■ **Task**
Please edit the items below by replacing "bounding box" with "bounding rectangle" everywhere it appears, changing nothing else. Leave the pictures out of your answer.

● ● ● ● ● ● ●

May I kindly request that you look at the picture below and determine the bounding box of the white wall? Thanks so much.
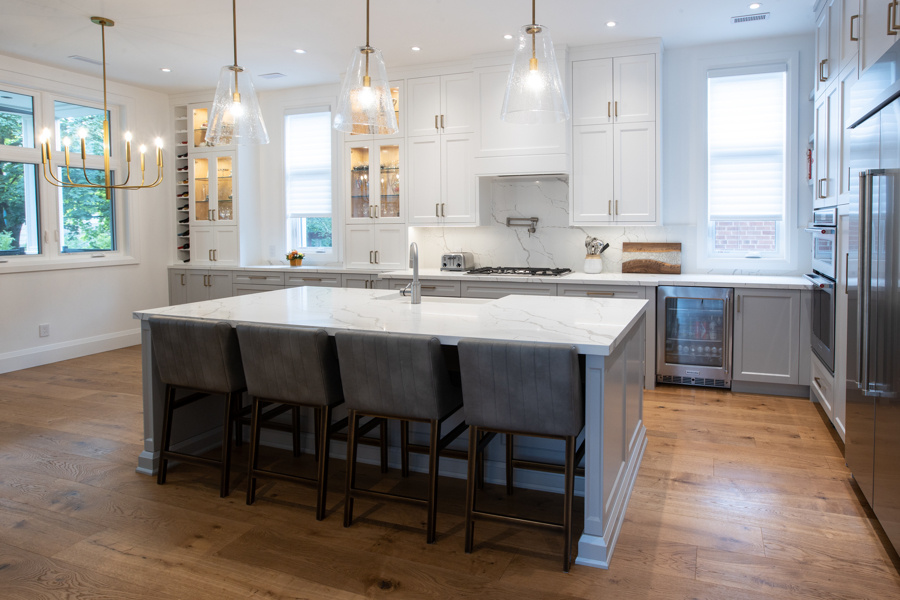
[0,56,174,373]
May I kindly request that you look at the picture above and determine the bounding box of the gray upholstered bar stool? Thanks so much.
[334,331,466,544]
[458,339,584,572]
[237,324,352,521]
[149,316,247,498]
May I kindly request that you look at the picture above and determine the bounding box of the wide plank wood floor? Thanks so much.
[0,347,900,600]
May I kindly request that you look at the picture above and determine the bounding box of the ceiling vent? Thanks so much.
[69,54,103,67]
[731,13,769,25]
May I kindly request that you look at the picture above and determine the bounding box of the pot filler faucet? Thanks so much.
[400,242,422,304]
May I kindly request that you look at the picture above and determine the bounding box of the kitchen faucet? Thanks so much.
[400,242,422,304]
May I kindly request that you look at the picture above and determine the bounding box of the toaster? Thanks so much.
[441,252,475,271]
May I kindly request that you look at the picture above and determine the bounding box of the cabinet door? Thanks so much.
[839,0,862,71]
[185,269,209,302]
[207,271,233,300]
[375,225,409,270]
[572,125,614,224]
[733,289,805,385]
[572,58,613,125]
[344,225,375,269]
[612,54,656,123]
[440,134,476,225]
[407,135,441,225]
[440,73,475,134]
[860,0,900,71]
[169,269,187,306]
[406,77,441,136]
[344,142,378,223]
[613,123,656,222]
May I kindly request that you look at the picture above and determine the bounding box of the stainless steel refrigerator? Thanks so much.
[844,45,900,549]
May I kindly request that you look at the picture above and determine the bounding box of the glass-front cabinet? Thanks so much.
[344,138,406,224]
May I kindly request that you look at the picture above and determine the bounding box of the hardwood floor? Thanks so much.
[0,347,900,600]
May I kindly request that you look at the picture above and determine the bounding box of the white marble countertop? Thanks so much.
[378,269,812,290]
[134,287,647,356]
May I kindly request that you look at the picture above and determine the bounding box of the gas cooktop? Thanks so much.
[466,267,572,277]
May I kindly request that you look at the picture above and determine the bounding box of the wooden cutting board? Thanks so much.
[622,242,681,275]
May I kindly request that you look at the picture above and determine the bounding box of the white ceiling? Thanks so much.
[0,0,815,93]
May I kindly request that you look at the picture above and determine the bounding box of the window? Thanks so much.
[707,64,789,259]
[284,109,333,254]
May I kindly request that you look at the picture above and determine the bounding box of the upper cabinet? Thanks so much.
[406,73,475,137]
[572,54,656,126]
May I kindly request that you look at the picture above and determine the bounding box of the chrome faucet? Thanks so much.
[400,242,422,304]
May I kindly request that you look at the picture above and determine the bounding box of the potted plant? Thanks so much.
[284,250,303,267]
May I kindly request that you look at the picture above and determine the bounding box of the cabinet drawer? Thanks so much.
[284,273,341,287]
[460,281,556,298]
[556,283,646,299]
[388,279,459,298]
[231,283,284,296]
[809,354,834,422]
[234,271,284,285]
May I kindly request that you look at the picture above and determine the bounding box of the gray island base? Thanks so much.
[134,287,646,568]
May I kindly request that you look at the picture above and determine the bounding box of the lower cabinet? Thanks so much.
[732,288,809,385]
[185,269,232,302]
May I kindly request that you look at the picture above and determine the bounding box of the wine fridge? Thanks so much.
[656,286,734,389]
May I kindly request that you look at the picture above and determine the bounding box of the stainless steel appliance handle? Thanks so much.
[856,169,877,395]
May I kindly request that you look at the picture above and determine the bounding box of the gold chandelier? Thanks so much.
[41,17,163,200]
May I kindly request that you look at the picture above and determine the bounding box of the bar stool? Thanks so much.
[149,316,247,498]
[334,331,466,544]
[458,339,584,572]
[237,324,352,521]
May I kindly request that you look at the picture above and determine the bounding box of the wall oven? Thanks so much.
[806,208,837,373]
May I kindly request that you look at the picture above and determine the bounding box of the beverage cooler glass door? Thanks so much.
[656,286,732,387]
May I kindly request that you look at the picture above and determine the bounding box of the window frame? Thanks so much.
[695,52,800,271]
[0,77,141,273]
[280,101,343,265]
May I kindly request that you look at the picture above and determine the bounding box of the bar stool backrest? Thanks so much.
[237,323,344,406]
[334,331,460,419]
[458,339,584,436]
[149,316,246,394]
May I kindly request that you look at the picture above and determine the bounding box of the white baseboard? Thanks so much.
[0,328,141,373]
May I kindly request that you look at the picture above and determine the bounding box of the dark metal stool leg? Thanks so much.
[466,425,478,554]
[344,410,359,527]
[156,384,175,485]
[425,419,441,544]
[563,436,575,573]
[247,396,262,504]
[316,406,331,521]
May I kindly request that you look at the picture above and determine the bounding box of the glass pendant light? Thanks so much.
[500,0,569,125]
[206,0,269,146]
[334,0,398,134]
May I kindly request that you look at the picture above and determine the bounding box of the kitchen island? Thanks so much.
[134,287,646,568]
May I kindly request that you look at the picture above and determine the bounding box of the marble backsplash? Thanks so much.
[409,178,800,275]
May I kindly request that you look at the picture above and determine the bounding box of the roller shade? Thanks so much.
[707,65,787,221]
[284,110,332,217]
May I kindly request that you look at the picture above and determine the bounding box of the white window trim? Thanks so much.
[0,75,141,274]
[279,98,344,266]
[694,52,800,271]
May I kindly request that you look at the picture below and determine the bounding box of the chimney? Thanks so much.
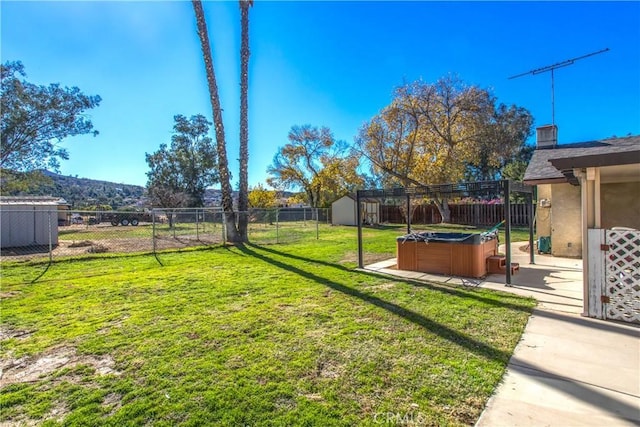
[536,125,558,150]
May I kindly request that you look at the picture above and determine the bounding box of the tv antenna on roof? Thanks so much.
[509,48,609,125]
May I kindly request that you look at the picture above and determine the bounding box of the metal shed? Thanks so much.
[331,194,380,225]
[0,197,65,249]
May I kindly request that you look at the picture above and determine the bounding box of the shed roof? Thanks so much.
[524,135,640,184]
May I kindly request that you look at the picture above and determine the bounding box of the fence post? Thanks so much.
[151,210,156,255]
[49,211,52,263]
[196,209,200,240]
[220,211,227,245]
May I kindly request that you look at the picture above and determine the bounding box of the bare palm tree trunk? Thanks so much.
[238,0,253,242]
[192,0,238,242]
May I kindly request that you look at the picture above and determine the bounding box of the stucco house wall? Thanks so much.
[550,183,582,258]
[600,182,640,230]
[536,184,551,237]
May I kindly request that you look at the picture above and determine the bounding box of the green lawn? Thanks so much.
[0,227,534,426]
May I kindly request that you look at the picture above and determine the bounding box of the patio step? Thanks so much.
[487,255,520,274]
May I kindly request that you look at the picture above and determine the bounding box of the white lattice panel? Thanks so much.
[605,230,640,323]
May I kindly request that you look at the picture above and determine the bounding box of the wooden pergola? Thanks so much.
[356,180,535,286]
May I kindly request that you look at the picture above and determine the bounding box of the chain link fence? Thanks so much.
[0,206,330,261]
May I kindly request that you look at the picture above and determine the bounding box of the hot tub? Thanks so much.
[396,232,498,278]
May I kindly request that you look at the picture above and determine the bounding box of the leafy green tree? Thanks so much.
[267,125,363,208]
[356,75,532,222]
[248,184,278,209]
[0,61,101,171]
[0,169,53,196]
[146,114,218,208]
[465,105,534,181]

● ● ● ● ● ● ●

■ **Task output**
May I kindly request that you look at the picture below and determine the bounding rectangle of the white wall? Thanks so much.
[0,56,174,373]
May I kindly request that you look at the picture above and determine the bounding rectangle of the gray upholstered bar stool? Thanks so much.
[334,331,466,544]
[458,339,584,572]
[237,324,352,521]
[149,316,247,498]
May I kindly request that you look at the picture above and determine the bounding rectangle of the wide plank wood floor? Thanks so much.
[0,347,900,600]
May I kindly request that you look at the picture above and determine the bounding rectangle of the ceiling vent? Thanks so much.
[69,54,103,67]
[731,13,769,25]
May I kindly request that you look at the picture above and determine the bounding rectangle of the pot filler faucet? Thanks so much.
[400,242,422,304]
May I kindly request that you look at the picture above and determine the bounding rectangle of the kitchen faucet? Thanks so much.
[400,242,422,304]
May I kindly request that you look at the picture above and determine the bounding rectangle of the toaster? Thanks so much.
[441,252,475,271]
May I kindly request that you look at the picture above and determine the bounding rectangle of the cabinet door? Thanks so much.
[839,0,862,71]
[185,269,209,302]
[207,271,233,300]
[375,225,409,270]
[572,125,614,224]
[733,289,805,385]
[572,58,613,125]
[344,225,375,269]
[612,54,656,123]
[440,134,476,225]
[407,135,441,225]
[440,73,475,134]
[860,0,900,71]
[169,269,187,306]
[406,77,441,136]
[344,142,378,223]
[613,123,656,222]
May I kindly request that you look at the picture above and determine the bounding rectangle of the stainless steel refrigerator? Thanks so much.
[844,45,900,549]
May I kindly request that you look at the picture above and determine the bounding rectangle of the glass-front cabinet? Thanks so much.
[344,138,406,224]
May I kindly request that you look at the picture above and determine the bounding rectangle of the hardwood floor? Thanks so much.
[0,347,900,600]
May I kindly request that you look at the picture above and determine the bounding rectangle of the white marble countertop? Thanks so much.
[378,269,812,290]
[134,287,647,356]
May I kindly request that you look at the picture above and determine the bounding rectangle of the gas cooktop? Thanks so much.
[466,267,572,277]
May I kindly request that you look at the picture above and determine the bounding rectangle of the wooden cutting board? Thanks so much.
[622,242,681,275]
May I kindly request that you look at the picture above and determine the bounding rectangle of the white ceiling? Thanks so much.
[0,0,815,93]
May I kindly request that you look at the picture above and determine the bounding rectangle of the window? Thanks so much.
[707,64,789,259]
[284,109,333,254]
May I kindly request that you look at the picture above and determine the bounding rectangle of the upper cabinet? Thanks so much.
[406,73,475,137]
[572,54,656,126]
May I kindly request that you look at the picture above and determine the bounding rectangle of the chrome faucet? Thanks so much.
[400,242,422,304]
May I kindly request that you look at the picture above and determine the bounding rectangle of the potted plant? Thanks so much.
[284,250,303,267]
May I kindly request that you look at the picture above and determine the bounding rectangle of the cabinet drawer? Thanks so much.
[284,273,341,287]
[460,281,556,298]
[556,283,646,299]
[388,279,459,298]
[231,283,284,296]
[809,354,834,422]
[234,271,284,285]
May I kindly request that you look at the picture above and determine the bounding rectangle of the gray island base? Thanks so much.
[134,287,646,568]
May I kindly request that you look at the picture above and determine the bounding rectangle of the lower cabinet? Thanks so much.
[732,288,809,385]
[185,269,232,302]
May I kindly request that you look at the picture above and determine the bounding rectangle of the wine fridge? Thanks so much.
[656,286,734,389]
May I kindly request that you look at the picture above and determine the bounding rectangle of the stainless steel appliance handle? Thanks so much.
[856,169,877,395]
May I kindly request that you look at the picture above and determine the bounding rectangle of the gold chandelier? Thanks so much.
[41,17,163,200]
May I kindly request that you look at the picture above and determine the bounding rectangle of the bar stool? Thanks so much.
[149,316,247,498]
[334,331,466,544]
[458,339,584,572]
[237,324,352,521]
May I kindly request that you look at the picture above and determine the bounding rectangle of the wall oven? Thanks so much.
[806,208,837,373]
May I kindly request that you look at the picture above and determine the bounding rectangle of the beverage cooler glass door? Thanks so much.
[656,286,732,387]
May I kindly request that you look at the picture above and determine the bounding rectangle of the window frame? Thanks so much.
[695,52,800,271]
[0,77,141,273]
[280,101,343,265]
May I kindly request that you look at the picture above and determine the bounding rectangle of the bar stool backrest? Thanks so much.
[237,323,344,406]
[334,331,460,419]
[458,339,584,436]
[149,316,246,394]
May I kindly request that you look at the picture above and determine the bounding rectangle of the white baseboard? Thanks so much.
[0,328,141,373]
May I kindly request that you look at the picture above and determine the bounding rectangle of the dark metal stool leg? Thanks so much.
[466,425,478,554]
[344,410,359,527]
[156,384,175,485]
[425,419,441,544]
[563,436,575,573]
[247,396,262,504]
[316,406,331,521]
May I kindly request that you look at the picture above and determine the bounding rectangle of the glass pendant light? Thanks so much.
[500,0,569,125]
[206,0,269,146]
[334,0,398,134]
May I kindly request that you look at the picture above and determine the bounding rectangle of the kitchen island? Thanks so much.
[134,287,646,568]
May I kindly request that you look at the picture above and determine the bounding rectangle of the marble backsplash? Thanks so much.
[409,178,800,275]
May I kindly request that you look at the picture above and determine the bounding rectangle of the roller shade? Thanks so much.
[707,65,787,221]
[284,110,332,217]
May I kindly request that you look at the picture above and determine the bounding rectangle of the white window trim? Thanks so much.
[0,75,141,274]
[279,98,344,266]
[694,52,800,271]
May I kindly request that you look at the picture below and determine the bounding rectangle of the chimney? Thanks so much.
[536,125,558,150]
May I kindly request that you look at the picture above and determine the bounding rectangle of the tv antenna on roof? Thanks so much.
[509,48,609,125]
May I kindly request that you look at the picture above and determine the bounding rectangle of the metal shed? Thanks so much.
[331,194,380,225]
[0,197,65,249]
May I kindly request that you look at the picture above and determine the bounding rectangle of the shed roof? Thanks so much.
[524,135,640,184]
May I kindly request that you look at the picture above and determine the bounding rectangle of the fence post? Thanks so much.
[151,210,156,255]
[49,211,52,263]
[196,209,200,240]
[220,211,227,245]
May I kindly request that you look at the picture above and determine the bounding rectangle of the bare palm tree trunk? Thanks so much.
[238,0,253,242]
[192,0,238,242]
May I kindly request that you look at the picture above and determine the bounding rectangle of the stucco house wall? Thanks so much.
[550,183,582,258]
[600,182,640,230]
[536,184,551,237]
May I kindly request that you look at the picture above and determine the bounding rectangle of the green lawn? Thanks so much.
[0,227,534,426]
May I kindly request that you look at the picture above and determine the bounding rectangle of the patio step? Thanks so much.
[487,255,520,274]
May I kindly request that you look at the picture above and determine the bounding rectangle of the white lattice panel? Thanks so much.
[605,230,640,323]
May I kindly request that you look at the picture above and determine the bounding rectangle of the wooden pergola? Thanks so much.
[356,180,535,286]
May I kindly request that you look at the picture above and determine the bounding rectangle of the chain link fence? Thanks so much.
[0,206,330,261]
May I kindly request that you look at the picture above and determine the bounding rectangle of the hot tub? Thanks so much.
[396,232,498,278]
May I kindly request that you look at the picture above and determine the bounding rectangle of the leafy green tree? Thanks so much.
[267,125,363,208]
[356,75,532,222]
[248,184,278,209]
[0,61,101,171]
[0,169,53,196]
[146,114,218,208]
[465,105,534,181]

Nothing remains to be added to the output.